Vanessa Holman

Judge Constance Baker Motley Civil Rights Fellow (2024-2025)

Vanessa Holman (Credit: NYU)

Vanessa Holman is the Equal Justice Society Judge Constance Baker Motley Civil Rights Fellow for 2024-2025. She joined EJS on October 21, 2024.  

In May 2024, Vanessa graduated from New York University School of Law, where she has been recognized as a Root-Tilden-Kern Public Interest Scholar and a Filomen D’Agostino Scholar in Civil Rights, Civil Liberties and/or Criminal Justice. She was a member of the Black Allied Law Students Association and Digital Articles Editor and Board Member of the Review of Law & Social Change. 

Before joining EJS Vanessa had already gained valuable experience advocating for marginalized communities. As a student advocate in the NYU Law Juvenile Defender Clinic, she represented juvenile clients accused of crimes in Brooklyn Family Court.  

She has also interned at the Federal Defenders of New York, where she assisted in the defense of indigent clients in the Eastern District of New York, and at the NYU Law Racial Justice Clinic, where she worked on parole cases and contributed to the NYPD broken windows reform campaign.
============
What to produce: Quote the Vanessa Holman profile in full, word for word.

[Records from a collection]
============
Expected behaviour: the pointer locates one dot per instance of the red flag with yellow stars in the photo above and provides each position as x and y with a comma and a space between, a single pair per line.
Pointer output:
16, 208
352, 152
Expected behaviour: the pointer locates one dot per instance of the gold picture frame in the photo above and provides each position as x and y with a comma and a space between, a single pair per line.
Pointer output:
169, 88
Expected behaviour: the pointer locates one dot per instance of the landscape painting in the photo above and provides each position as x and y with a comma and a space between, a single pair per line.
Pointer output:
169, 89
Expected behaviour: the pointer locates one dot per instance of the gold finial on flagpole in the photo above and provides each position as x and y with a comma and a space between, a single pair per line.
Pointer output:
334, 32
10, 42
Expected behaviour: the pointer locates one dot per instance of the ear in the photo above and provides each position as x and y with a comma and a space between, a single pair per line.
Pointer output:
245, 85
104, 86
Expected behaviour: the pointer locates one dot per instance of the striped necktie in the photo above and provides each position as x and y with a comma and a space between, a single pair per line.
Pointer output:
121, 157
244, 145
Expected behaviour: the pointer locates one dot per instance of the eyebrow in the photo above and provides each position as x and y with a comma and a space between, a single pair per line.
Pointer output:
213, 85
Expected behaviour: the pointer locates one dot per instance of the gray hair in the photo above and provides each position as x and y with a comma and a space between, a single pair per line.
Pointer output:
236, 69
============
Result of this exercise:
Vanessa Holman

Judge Constance Baker Motley Civil Rights Fellow (2024-2025)

Vanessa Holman (Credit: NYU)

Vanessa Holman is the Equal Justice Society Judge Constance Baker Motley Civil Rights Fellow for 2024-2025. She joined EJS on October 21, 2024.  

In May 2024, Vanessa graduated from New York University School of Law, where she has been recognized as a Root-Tilden-Kern Public Interest Scholar and a Filomen D’Agostino Scholar in Civil Rights, Civil Liberties and/or Criminal Justice. She was a member of the Black Allied Law Students Association and Digital Articles Editor and Board Member of the Review of Law & Social Change. 

Before joining EJS Vanessa had already gained valuable experience advocating for marginalized communities. As a student advocate in the NYU Law Juvenile Defender Clinic, she represented juvenile clients accused of crimes in Brooklyn Family Court.  

She has also interned at the Federal Defenders of New York, where she assisted in the defense of indigent clients in the Eastern District of New York, and at the NYU Law Racial Justice Clinic, where she worked on parole cases and contributed to the NYPD broken windows reform campaign.